## GOAL:
Pull out every line in the items below that contains the word "door" and copy each of those lines in full.

Records from a dataset:
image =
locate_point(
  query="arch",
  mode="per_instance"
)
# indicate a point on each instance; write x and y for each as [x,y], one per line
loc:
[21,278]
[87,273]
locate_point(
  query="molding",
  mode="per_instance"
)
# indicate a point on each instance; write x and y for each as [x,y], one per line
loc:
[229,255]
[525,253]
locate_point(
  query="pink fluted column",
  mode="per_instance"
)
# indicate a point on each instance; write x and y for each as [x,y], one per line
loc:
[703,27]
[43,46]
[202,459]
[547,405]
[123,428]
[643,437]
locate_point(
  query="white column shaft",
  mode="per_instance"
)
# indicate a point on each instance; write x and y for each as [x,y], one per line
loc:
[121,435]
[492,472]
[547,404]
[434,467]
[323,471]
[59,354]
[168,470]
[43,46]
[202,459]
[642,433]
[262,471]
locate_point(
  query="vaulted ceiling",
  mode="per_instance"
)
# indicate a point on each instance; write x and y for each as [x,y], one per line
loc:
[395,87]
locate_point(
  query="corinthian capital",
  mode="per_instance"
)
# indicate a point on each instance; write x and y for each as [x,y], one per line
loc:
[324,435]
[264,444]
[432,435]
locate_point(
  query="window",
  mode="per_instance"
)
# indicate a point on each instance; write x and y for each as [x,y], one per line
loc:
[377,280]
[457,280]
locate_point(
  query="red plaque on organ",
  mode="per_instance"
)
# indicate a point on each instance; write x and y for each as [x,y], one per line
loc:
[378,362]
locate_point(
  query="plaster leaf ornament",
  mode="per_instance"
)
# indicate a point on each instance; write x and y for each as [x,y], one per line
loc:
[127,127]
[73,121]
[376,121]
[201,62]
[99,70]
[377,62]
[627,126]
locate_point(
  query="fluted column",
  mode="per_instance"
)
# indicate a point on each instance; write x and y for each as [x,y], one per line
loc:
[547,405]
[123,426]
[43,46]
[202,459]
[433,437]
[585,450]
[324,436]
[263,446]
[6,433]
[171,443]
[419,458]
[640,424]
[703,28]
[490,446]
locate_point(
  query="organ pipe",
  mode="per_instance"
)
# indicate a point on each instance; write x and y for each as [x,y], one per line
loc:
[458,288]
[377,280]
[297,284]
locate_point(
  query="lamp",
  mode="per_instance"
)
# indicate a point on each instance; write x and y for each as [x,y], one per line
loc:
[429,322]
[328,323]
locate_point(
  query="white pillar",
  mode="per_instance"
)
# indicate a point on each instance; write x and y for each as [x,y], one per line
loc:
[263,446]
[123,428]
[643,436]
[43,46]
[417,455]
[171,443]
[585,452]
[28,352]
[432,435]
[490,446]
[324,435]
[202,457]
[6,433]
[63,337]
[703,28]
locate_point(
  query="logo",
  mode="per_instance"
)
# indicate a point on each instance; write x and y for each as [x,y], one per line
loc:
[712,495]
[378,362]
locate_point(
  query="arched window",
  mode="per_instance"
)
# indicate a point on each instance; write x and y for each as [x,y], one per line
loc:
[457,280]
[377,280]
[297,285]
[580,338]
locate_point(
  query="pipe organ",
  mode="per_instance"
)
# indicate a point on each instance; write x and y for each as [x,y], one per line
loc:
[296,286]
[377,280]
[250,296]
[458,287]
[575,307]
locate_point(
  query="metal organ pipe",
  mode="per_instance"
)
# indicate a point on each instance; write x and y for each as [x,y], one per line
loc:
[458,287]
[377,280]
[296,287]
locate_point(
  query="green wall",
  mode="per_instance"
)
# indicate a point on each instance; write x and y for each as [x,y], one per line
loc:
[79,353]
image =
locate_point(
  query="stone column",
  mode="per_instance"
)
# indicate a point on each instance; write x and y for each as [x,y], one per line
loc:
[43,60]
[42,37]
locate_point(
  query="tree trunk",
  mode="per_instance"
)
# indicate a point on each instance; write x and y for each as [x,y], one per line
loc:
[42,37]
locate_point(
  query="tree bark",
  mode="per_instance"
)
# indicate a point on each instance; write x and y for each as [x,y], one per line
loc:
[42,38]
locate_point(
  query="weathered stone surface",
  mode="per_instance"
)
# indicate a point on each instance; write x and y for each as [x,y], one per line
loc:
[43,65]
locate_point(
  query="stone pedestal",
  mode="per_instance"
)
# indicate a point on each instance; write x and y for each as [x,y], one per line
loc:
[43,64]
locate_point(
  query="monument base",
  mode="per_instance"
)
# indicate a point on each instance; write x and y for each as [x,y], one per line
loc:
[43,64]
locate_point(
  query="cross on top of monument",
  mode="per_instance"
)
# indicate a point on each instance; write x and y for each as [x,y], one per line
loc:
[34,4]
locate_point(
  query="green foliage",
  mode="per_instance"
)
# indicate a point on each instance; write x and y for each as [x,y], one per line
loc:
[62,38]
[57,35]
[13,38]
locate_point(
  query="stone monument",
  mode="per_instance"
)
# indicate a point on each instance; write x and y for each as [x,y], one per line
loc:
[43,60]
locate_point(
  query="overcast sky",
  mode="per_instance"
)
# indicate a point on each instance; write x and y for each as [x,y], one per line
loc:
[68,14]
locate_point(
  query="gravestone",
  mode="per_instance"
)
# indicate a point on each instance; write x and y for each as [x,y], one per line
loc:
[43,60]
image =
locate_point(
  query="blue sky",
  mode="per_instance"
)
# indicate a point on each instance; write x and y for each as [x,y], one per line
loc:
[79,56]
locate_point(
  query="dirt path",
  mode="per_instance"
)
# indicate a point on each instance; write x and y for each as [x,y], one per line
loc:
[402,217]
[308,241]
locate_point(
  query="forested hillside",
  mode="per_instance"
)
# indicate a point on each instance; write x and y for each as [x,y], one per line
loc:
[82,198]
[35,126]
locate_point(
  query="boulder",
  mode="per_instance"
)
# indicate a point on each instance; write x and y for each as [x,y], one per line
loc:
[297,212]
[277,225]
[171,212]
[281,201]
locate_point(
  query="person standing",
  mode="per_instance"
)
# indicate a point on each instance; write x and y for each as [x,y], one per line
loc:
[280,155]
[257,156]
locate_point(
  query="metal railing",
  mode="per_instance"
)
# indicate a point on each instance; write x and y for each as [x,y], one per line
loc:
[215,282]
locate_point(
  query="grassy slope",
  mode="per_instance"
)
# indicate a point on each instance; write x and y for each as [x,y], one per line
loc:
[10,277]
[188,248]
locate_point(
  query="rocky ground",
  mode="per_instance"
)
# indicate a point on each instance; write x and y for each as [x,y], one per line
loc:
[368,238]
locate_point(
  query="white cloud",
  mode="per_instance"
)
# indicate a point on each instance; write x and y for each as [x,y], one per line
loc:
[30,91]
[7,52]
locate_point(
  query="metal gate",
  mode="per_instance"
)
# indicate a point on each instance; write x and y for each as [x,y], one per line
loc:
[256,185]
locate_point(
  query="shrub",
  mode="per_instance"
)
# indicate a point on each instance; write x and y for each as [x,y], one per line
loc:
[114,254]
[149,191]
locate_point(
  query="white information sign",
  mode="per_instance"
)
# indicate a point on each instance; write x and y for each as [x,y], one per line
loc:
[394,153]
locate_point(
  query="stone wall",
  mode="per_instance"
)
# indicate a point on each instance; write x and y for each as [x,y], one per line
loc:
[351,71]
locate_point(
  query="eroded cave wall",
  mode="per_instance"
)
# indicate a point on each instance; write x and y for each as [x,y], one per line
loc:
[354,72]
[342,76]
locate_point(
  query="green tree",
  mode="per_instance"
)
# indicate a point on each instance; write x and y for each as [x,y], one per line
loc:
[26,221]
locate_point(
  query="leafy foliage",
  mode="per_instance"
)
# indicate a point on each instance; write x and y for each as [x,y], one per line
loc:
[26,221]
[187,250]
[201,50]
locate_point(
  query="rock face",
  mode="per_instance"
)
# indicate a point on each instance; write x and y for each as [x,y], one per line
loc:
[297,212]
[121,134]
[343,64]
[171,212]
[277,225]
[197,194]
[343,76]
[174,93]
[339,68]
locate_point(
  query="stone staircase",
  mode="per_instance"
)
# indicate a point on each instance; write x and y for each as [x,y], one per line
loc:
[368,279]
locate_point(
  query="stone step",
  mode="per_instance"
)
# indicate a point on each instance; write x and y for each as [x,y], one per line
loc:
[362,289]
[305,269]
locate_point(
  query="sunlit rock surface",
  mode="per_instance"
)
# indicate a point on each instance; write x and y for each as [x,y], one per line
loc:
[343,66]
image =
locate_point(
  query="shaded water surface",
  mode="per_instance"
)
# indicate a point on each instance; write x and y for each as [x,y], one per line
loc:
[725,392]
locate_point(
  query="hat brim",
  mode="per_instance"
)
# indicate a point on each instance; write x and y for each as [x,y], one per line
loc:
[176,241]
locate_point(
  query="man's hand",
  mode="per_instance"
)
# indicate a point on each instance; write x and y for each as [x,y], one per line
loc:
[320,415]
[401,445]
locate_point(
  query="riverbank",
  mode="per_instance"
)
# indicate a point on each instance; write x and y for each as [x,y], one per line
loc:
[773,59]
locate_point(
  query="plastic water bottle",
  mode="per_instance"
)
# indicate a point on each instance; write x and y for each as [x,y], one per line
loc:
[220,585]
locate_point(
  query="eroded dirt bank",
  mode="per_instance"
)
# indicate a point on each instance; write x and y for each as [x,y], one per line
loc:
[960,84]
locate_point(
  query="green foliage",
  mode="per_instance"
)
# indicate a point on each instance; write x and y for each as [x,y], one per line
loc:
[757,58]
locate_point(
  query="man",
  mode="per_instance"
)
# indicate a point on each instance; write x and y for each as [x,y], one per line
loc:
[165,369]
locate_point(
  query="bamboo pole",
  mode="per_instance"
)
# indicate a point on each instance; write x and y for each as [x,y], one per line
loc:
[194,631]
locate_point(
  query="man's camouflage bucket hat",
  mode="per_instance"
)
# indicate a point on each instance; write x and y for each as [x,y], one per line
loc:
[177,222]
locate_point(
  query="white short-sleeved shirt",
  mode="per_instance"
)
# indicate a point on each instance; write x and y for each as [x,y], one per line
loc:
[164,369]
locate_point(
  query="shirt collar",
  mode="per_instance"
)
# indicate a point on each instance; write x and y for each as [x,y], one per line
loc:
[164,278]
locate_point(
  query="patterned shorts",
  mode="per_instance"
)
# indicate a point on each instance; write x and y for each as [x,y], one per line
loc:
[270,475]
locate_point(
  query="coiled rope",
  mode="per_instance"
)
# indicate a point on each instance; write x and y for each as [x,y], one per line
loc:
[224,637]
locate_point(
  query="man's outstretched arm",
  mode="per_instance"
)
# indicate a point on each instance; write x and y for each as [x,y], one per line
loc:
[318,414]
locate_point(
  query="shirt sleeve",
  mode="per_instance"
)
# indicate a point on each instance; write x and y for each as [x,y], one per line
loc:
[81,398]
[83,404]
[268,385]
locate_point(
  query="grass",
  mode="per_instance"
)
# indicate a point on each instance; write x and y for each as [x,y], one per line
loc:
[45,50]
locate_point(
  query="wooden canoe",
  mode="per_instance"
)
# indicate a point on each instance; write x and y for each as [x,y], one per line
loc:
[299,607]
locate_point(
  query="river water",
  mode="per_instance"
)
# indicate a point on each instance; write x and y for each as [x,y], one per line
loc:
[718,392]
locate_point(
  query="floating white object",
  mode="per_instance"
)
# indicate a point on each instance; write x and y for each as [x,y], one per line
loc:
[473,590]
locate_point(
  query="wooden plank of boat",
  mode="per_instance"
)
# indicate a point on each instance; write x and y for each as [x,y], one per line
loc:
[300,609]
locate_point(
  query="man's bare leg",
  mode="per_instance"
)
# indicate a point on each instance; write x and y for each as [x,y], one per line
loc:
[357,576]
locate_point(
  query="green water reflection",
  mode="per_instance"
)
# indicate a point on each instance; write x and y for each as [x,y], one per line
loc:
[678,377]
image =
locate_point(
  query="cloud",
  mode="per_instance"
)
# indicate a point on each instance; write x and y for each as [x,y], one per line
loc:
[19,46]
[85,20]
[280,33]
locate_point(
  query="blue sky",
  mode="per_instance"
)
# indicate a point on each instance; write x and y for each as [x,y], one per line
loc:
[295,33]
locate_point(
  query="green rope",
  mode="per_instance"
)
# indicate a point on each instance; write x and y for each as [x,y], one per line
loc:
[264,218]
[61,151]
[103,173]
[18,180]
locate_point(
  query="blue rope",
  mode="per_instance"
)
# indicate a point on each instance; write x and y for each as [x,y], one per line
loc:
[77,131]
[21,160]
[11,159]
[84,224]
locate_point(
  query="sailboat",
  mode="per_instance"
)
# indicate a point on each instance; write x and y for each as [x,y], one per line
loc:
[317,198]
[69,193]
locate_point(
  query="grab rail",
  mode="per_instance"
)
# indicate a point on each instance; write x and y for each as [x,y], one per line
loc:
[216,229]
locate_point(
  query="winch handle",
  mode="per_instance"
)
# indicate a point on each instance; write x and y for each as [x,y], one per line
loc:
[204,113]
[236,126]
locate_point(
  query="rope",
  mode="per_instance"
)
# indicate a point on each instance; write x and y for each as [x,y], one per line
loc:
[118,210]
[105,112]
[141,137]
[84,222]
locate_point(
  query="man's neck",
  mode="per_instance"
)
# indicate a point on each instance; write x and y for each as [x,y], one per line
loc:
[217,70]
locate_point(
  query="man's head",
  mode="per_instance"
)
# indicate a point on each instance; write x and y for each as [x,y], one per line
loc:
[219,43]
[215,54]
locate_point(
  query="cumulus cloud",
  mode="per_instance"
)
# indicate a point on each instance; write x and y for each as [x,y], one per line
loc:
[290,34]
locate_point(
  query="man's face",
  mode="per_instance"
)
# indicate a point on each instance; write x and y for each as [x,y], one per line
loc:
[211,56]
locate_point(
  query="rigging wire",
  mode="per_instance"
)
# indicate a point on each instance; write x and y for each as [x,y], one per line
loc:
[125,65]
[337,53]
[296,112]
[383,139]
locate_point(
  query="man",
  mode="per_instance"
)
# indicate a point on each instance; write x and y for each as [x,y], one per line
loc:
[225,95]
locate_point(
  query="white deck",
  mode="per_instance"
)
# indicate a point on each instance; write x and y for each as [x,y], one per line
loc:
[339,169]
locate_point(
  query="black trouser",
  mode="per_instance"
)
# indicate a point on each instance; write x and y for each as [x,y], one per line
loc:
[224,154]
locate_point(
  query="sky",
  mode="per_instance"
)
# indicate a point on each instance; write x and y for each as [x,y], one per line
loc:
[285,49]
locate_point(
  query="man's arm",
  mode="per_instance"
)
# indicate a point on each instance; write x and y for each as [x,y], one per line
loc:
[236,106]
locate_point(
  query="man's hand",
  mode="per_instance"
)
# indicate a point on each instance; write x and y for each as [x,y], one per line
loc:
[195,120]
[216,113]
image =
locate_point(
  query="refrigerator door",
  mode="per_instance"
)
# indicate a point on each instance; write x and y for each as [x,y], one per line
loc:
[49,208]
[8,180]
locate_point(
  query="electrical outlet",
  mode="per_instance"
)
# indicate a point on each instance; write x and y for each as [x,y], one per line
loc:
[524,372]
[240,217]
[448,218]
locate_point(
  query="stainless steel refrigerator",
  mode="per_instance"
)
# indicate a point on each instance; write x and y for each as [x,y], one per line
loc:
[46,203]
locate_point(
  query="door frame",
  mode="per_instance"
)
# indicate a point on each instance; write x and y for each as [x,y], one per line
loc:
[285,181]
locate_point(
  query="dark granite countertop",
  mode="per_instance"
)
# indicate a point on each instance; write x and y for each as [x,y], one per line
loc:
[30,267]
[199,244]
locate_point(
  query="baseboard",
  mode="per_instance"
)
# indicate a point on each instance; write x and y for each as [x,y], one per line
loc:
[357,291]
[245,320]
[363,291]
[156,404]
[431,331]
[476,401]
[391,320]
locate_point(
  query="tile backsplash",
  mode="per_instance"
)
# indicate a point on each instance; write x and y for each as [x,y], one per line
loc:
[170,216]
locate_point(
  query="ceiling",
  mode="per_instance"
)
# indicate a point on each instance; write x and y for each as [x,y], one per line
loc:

## OUTPUT:
  query="refrigerator door",
  query="door frame",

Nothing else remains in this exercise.